*** DATA TO PROCESS ***
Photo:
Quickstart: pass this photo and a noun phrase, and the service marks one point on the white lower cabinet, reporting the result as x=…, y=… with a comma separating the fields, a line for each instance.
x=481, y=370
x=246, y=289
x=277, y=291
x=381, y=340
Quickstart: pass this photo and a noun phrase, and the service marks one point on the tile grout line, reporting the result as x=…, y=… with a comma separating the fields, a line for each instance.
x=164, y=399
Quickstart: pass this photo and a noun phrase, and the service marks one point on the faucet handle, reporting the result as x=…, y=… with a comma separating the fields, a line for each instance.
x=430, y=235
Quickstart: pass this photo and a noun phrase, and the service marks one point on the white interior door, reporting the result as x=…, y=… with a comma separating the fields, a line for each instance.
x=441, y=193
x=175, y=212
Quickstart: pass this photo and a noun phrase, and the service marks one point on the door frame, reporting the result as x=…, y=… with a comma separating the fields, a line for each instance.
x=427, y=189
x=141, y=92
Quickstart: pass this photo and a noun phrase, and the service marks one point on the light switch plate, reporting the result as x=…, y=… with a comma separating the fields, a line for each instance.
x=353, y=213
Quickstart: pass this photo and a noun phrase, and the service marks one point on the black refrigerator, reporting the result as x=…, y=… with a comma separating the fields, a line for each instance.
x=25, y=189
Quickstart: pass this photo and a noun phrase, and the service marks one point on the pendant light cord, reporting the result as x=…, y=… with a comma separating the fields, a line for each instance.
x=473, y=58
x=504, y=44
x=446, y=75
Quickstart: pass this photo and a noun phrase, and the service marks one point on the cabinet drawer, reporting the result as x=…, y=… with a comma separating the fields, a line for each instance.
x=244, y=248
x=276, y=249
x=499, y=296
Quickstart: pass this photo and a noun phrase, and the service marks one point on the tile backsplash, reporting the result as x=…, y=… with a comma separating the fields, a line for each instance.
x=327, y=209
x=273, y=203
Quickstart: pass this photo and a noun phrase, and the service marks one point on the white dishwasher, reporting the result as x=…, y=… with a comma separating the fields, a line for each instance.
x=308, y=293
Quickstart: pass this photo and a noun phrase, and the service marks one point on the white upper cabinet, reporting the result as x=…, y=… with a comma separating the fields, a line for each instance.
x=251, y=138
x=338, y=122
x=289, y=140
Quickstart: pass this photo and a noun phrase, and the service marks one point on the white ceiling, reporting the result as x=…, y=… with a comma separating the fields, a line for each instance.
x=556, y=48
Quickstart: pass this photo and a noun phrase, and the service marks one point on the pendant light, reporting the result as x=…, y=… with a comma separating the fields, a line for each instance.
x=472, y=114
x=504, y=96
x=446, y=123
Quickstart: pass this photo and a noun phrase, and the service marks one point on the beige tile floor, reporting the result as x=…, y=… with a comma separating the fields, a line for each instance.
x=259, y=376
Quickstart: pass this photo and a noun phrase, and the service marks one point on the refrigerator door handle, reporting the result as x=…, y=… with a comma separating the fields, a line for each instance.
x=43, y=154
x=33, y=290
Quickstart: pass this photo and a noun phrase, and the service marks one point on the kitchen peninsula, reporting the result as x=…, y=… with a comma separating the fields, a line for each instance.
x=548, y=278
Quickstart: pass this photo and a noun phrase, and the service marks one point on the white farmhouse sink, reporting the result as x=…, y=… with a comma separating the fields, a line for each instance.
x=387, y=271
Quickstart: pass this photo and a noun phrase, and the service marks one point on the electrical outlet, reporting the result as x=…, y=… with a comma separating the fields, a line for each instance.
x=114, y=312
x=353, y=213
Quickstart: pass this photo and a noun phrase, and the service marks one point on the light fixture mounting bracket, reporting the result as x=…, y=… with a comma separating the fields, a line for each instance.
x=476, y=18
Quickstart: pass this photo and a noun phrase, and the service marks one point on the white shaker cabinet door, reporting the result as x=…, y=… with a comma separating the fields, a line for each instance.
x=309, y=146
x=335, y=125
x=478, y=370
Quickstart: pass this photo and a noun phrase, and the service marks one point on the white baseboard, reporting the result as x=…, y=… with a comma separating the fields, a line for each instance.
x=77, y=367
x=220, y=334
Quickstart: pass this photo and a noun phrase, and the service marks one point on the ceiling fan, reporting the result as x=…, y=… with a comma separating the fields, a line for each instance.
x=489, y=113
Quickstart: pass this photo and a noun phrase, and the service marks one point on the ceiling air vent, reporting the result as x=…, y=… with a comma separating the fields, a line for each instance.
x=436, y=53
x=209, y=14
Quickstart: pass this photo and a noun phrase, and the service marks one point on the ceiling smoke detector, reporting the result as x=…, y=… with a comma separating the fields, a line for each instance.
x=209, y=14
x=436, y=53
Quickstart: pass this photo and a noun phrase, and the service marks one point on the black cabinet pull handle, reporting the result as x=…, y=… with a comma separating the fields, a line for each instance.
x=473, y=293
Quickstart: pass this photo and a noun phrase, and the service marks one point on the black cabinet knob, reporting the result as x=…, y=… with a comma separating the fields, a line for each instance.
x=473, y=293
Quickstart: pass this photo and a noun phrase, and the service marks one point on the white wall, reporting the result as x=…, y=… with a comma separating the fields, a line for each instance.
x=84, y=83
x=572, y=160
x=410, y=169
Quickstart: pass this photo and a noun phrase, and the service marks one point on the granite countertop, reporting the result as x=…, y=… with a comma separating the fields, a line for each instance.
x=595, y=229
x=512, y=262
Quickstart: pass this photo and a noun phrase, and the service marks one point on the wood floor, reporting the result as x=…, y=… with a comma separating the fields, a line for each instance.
***
→ EXERCISE PROMPT: Take the entries above and transcribe them exactly.

→ OUTPUT OF THE EXERCISE:
Photo:
Quickstart: pass this photo and a noun phrase, and the service marks one point on the white lower cabinet, reporting the result as x=…, y=… with a comma separating the fields, a line for each instance.
x=481, y=370
x=246, y=289
x=277, y=291
x=381, y=340
Quickstart: pass this photo and a noun phrase, and the service marks one point on the tile grout line, reporting the result as x=…, y=… with a comma separating the fields, a line for each instance.
x=164, y=399
Quickstart: pass this photo and a noun phrase, and the service marks one point on the faucet handle, reporting the result as x=…, y=… with a comma separating the fields, a line for each instance.
x=430, y=235
Quickstart: pass this photo and a noun phrase, and the service marks one point on the white interior door, reporting the result as x=…, y=… with a comma separating the fields, a line for each instance.
x=441, y=193
x=175, y=212
Quickstart: pass this photo and a noun phrase, and the service marks one point on the door frame, reporting the result as x=…, y=… with a comma separating the fields, a line for each instance.
x=427, y=189
x=141, y=92
Quickstart: pass this photo and a noun phrase, and the service marks one point on the light switch plate, reporting the result as x=…, y=… with a comma separating the fields, a line for each instance.
x=353, y=213
Quickstart: pass this photo and a noun phrase, and the service marks one point on the black refrigerator, reporting the result as x=…, y=… with a comma separating the fields, a line for each instance.
x=25, y=189
Quickstart: pass this photo and a noun phrase, and the service marks one point on the pendant light cord, reporting the result as x=…, y=… with a comma separating the fields, a line for each instance.
x=473, y=58
x=504, y=44
x=446, y=75
Quickstart: pass this photo and a noun phrase, and the service marks one point on the cabinet drawer, reporting the result as x=…, y=… with a comma separating the fields, a line for each instance.
x=244, y=248
x=276, y=249
x=499, y=296
Quickstart: pass this photo and a noun phrase, and the service marks one point on the tile backsplash, reporting the result as x=…, y=… with a comma separating the fields, a line for each instance.
x=327, y=209
x=273, y=203
Quickstart: pass this photo and a noun phrase, and the service marks one point on the white dishwasher, reporting the result as x=…, y=… with a comma separating the fields, a line for each instance.
x=308, y=293
Quickstart: pass this photo and a noun phrase, and the service marks one point on the white upper cabinet, reporting the result as x=…, y=… with a comma separating the fields, a line for each instance.
x=251, y=138
x=338, y=122
x=289, y=140
Quickstart: pass this photo and a noun phrase, and the service marks one point on the white ceiling, reporting the result as x=…, y=… with a comma separating the fields, a line for each instance.
x=556, y=48
Quickstart: pass this photo and a noun phrase, and the service marks one point on the pendant light, reporting the result as x=…, y=… with a comma separating the fields, a line for each instance.
x=472, y=114
x=504, y=96
x=446, y=123
Quickstart: pass this photo and a noun phrase, and the service marks one point on the beige tile floor, reporting the result as x=…, y=… with a comma separating the fields, a line for each instance.
x=259, y=376
Quickstart: pass this photo and a noun phrase, and the service marks one point on the refrigerator door handle, reporting the result as x=…, y=… with a comma separating the fields, a line for each instance.
x=43, y=154
x=33, y=290
Quickstart: pass this photo and a noun phrase, and the service marks one point on the kitchen peninsula, reporting the result as x=…, y=… with a comma separating the fields, a line for each instance.
x=548, y=278
Quickstart: pass this photo and a noun phrase, and the service marks one point on the white farmhouse sink, reporting the result as x=…, y=… with a comma separating the fields, a line for each instance.
x=387, y=271
Quickstart: pass this photo and a noun phrase, and the service marks one point on the electrical outlet, reporting the result as x=…, y=… with a comma separating the fields, a line for each instance.
x=114, y=312
x=353, y=213
Quickstart: pass this photo and a noun phrase, and the service marks one point on the light fixture mounting bracket, reporting the result as x=…, y=… with a comma separating the fields, a line for each instance.
x=476, y=18
Quickstart: pass this photo and a noun phrase, and the service marks one point on the white shaker cabinet door, reporting the result as x=…, y=… with a comma separating the fields, a line for each instance.
x=309, y=146
x=335, y=125
x=478, y=370
Quickstart: pass this photo and a noun phrase, and the service marks one point on the white baseboard, reporting the result as x=…, y=… with a comma separating the fields, a line for each instance.
x=77, y=367
x=220, y=334
Quickstart: pass this photo and a noun phrase, and the service marks one point on the ceiling fan, reporting the result as x=…, y=… with a comma separating the fields, a line for each instance.
x=489, y=113
Quickstart: pass this photo and a noun phrase, and the service marks one point on the ceiling air vent, reporting the result as x=…, y=… with a comma separating the fields, a line for each instance.
x=436, y=53
x=209, y=14
Quickstart: pass this photo and a noun phrase, and the service marks one point on the ceiling smoke detector, reporting the result as x=…, y=… with a comma separating the fields, a line for each instance.
x=209, y=14
x=436, y=53
Quickstart: pass this photo and a noun phrase, and the service marks one point on the black cabinet pull handle, reporting the result as x=…, y=… with a comma separating the fields, a line for each instance.
x=473, y=293
Quickstart: pass this photo and a noun phrase, and the service marks one point on the black cabinet knob, reporting the result as x=…, y=… with a comma separating the fields, a line for each instance.
x=473, y=293
Quickstart: pass this photo and a noun phrase, and the service marks one point on the white wall, reporting the result as x=…, y=… with a comma separating the fields, a line for each instance.
x=84, y=83
x=572, y=160
x=410, y=169
Quickstart: pass this photo and a noun phrase, and the service marks one point on the granite countertop, reporting the result as x=…, y=… with a comma separating the fields, a line for each instance.
x=595, y=229
x=512, y=262
Quickstart: pass this photo and a noun phrase, and the service marks one point on the wood floor, reporting the result as x=…, y=… with a comma separating the fields, a line for each instance.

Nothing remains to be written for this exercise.